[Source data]

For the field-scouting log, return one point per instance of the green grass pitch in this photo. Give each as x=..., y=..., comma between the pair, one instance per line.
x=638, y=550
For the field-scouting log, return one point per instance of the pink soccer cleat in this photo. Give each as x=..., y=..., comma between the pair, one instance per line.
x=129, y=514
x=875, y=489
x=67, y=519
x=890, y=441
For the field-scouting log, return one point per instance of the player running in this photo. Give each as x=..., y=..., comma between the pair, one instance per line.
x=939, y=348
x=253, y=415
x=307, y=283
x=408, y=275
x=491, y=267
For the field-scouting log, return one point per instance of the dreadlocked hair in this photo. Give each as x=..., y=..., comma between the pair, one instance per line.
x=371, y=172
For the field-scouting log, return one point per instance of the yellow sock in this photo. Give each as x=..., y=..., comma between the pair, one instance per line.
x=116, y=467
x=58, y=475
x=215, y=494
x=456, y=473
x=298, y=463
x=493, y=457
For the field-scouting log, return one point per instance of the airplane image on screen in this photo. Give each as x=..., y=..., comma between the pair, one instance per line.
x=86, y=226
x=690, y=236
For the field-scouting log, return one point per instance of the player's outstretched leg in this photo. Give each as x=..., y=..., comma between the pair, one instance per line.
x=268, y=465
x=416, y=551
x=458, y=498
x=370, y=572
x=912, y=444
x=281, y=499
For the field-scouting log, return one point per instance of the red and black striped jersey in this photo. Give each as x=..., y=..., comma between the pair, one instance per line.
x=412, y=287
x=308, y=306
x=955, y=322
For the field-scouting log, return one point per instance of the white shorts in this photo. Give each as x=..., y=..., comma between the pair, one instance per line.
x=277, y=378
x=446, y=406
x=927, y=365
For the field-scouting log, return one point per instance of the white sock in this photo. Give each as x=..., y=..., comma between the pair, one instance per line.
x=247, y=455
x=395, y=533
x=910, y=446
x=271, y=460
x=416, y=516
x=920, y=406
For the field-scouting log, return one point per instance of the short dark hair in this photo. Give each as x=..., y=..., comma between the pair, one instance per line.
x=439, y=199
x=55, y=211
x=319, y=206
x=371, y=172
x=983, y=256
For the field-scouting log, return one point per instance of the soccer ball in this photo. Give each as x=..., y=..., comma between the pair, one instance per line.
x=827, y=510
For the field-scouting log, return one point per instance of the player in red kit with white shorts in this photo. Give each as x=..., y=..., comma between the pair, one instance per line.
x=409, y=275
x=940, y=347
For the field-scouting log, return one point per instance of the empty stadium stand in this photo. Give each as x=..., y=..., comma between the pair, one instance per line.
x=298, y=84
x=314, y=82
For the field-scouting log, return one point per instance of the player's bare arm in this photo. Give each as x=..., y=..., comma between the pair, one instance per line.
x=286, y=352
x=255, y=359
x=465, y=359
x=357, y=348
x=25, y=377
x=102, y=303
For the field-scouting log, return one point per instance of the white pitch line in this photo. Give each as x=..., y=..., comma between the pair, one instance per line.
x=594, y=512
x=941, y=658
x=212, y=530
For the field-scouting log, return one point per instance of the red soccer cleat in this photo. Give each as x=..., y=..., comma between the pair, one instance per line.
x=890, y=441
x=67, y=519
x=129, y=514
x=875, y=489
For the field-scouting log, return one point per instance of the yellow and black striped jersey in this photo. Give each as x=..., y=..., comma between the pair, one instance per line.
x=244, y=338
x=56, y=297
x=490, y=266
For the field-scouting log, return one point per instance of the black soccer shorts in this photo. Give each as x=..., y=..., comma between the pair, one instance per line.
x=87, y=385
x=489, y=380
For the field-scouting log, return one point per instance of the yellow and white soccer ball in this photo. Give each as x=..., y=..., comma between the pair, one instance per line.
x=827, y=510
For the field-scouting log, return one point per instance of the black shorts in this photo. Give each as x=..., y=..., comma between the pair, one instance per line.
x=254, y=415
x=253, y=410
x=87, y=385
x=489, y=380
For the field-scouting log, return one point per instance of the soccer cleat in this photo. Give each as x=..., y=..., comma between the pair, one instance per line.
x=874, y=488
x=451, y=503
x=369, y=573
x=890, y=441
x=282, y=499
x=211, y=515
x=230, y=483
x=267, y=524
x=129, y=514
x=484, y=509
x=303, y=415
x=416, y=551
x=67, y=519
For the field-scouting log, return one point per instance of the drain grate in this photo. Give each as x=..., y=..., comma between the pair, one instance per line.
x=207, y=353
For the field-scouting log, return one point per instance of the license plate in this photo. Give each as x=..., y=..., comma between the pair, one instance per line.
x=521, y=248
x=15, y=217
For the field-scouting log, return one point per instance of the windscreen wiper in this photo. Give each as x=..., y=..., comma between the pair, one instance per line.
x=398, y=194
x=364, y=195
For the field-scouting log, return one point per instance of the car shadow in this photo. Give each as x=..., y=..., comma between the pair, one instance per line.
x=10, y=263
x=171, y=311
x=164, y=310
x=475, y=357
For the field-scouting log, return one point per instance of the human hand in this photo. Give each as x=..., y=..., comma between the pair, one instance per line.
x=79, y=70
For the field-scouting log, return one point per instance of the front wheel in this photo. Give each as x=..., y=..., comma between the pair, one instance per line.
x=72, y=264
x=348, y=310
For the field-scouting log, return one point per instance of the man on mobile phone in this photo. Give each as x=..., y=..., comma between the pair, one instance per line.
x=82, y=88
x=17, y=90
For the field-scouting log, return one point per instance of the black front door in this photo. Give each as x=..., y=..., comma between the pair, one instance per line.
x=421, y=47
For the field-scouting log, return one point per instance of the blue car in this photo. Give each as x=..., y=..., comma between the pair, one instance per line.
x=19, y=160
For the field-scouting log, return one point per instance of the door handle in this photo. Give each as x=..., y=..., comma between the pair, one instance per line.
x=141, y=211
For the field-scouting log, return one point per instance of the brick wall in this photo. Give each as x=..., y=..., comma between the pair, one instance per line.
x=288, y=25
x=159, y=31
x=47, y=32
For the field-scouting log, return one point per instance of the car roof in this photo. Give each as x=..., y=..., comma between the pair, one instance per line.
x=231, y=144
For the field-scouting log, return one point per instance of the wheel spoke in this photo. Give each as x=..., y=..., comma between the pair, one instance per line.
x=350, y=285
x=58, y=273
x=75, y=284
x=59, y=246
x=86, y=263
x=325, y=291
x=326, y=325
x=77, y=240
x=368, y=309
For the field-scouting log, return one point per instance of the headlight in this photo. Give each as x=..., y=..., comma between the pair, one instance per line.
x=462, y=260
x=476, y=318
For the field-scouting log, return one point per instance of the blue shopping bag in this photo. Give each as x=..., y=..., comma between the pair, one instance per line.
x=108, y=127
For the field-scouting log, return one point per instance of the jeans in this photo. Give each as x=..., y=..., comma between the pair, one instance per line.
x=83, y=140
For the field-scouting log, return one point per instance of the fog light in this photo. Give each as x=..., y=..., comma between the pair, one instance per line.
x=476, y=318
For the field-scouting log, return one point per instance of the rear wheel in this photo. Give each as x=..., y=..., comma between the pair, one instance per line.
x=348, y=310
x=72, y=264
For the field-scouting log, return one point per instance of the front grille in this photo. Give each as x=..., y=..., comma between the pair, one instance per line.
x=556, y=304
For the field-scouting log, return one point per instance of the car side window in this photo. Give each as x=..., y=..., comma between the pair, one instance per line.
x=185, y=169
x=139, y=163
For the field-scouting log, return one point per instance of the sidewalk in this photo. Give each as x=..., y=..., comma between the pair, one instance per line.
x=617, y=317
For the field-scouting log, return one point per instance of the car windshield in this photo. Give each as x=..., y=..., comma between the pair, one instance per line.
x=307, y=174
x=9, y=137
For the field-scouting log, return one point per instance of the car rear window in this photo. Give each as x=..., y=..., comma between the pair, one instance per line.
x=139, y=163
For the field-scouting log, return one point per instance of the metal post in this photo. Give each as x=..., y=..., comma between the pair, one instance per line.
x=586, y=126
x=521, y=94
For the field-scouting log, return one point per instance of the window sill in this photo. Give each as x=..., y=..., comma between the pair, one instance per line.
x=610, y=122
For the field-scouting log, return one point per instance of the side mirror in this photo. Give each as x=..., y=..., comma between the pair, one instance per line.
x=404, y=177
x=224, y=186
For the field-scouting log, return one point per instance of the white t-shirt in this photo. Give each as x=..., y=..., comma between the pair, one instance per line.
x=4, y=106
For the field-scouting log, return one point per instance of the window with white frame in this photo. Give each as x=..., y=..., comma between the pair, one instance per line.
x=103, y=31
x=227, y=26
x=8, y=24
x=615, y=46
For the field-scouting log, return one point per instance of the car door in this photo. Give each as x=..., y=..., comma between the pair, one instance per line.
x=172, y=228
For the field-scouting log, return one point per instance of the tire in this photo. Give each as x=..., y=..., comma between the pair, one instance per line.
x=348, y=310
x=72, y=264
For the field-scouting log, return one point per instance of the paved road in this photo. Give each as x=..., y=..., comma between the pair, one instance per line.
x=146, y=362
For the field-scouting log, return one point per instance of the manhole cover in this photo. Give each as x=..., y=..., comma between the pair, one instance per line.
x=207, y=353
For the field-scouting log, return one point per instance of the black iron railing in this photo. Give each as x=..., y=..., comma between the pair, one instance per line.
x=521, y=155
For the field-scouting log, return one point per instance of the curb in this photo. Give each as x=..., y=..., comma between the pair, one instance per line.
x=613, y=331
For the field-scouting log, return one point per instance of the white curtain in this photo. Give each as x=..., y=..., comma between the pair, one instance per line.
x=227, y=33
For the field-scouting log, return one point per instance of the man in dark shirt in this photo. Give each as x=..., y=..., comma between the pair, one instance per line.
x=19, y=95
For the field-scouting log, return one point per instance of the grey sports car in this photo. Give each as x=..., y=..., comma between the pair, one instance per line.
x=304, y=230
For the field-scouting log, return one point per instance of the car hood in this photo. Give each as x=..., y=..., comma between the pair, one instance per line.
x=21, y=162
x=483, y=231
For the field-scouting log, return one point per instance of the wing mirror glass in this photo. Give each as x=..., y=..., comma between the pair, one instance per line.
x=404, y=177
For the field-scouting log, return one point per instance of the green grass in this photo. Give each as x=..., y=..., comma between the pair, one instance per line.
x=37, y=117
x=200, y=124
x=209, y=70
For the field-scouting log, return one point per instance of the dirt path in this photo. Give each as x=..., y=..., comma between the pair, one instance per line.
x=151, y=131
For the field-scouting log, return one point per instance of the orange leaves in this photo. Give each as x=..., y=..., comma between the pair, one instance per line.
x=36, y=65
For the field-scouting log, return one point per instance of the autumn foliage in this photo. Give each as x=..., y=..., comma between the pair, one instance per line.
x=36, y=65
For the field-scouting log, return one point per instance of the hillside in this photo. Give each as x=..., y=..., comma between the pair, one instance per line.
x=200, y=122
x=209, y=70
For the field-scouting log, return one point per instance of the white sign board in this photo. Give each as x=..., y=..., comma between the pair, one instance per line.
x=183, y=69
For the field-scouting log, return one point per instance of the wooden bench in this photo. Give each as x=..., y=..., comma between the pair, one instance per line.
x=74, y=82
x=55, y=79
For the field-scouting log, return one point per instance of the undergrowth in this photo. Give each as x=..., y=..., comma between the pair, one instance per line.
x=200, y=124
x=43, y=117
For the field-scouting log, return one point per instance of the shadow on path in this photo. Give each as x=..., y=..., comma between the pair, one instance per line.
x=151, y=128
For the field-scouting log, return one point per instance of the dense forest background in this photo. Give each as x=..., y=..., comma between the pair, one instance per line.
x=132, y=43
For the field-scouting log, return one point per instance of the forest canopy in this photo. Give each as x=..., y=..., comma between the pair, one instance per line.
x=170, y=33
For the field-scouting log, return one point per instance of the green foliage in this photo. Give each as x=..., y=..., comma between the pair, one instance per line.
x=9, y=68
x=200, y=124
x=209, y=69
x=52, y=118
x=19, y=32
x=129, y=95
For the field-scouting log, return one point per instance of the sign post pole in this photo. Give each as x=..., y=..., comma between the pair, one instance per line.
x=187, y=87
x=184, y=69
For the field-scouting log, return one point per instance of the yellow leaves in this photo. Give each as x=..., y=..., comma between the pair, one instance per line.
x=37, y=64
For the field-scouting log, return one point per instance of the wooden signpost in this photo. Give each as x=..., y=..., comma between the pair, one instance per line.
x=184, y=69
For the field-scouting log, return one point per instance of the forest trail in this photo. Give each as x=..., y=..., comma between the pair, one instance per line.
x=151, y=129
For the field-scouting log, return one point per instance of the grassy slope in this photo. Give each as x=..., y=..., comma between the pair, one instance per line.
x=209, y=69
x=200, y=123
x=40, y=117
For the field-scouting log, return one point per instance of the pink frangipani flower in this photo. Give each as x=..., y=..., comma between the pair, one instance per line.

▸ **Written request**:
Transcribe, word for word, every line from the one containing "of the undergrowth" through the final line of the entries, and nothing else.

▸ **Correct output**:
For the field-scouting log, return one point per instance of the undergrowth in this photo. Give each as x=..., y=..., comma between the pair, one instance per line.
x=200, y=124
x=43, y=117
For the field-scouting log, return one point per instance of the shadow on path in this photo. Give each as x=..., y=..., comma between the pair, one instance per line.
x=151, y=128
For the field-scouting log, return one point per instance of the dense forest background in this photo. Give each as x=..., y=..., comma between the pair, one instance per line.
x=132, y=43
For the field-scouting log, return one point per instance of the forest canopy in this photo. Give each as x=..., y=..., comma between the pair, one instance per line.
x=170, y=33
For the field-scouting log, return one point per instance of the green foliage in this photo. Give each as x=..., y=..., comma between the pair, one instance per line.
x=9, y=68
x=200, y=124
x=209, y=69
x=52, y=118
x=19, y=32
x=129, y=95
For the field-scouting log, return one point per instance of the sign post pole in this photo. Give each as x=..., y=..., comma between the pair, one instance per line.
x=187, y=87
x=184, y=69
For the field-scouting log, return one point per instance of the yellow leaves in this photo. Give each as x=..., y=..., comma between the pair, one instance per line.
x=37, y=64
For the field-scouting log, return one point per instance of the wooden signpost in this photo. Give each as x=..., y=..., comma between the pair, one instance per line.
x=184, y=69
For the field-scouting log, return one point per instance of the forest trail in this photo. Give each as x=..., y=..., comma between the pair, one instance per line.
x=151, y=129
For the field-scouting log, return one point per instance of the grassy slope in this photo. Give each as x=..., y=..., comma between the pair, one instance per line.
x=209, y=69
x=200, y=123
x=40, y=117
For the field-scouting log, return one point per instance of the pink frangipani flower in this photo. Give each as x=..., y=..., comma between the pair, one instance per line.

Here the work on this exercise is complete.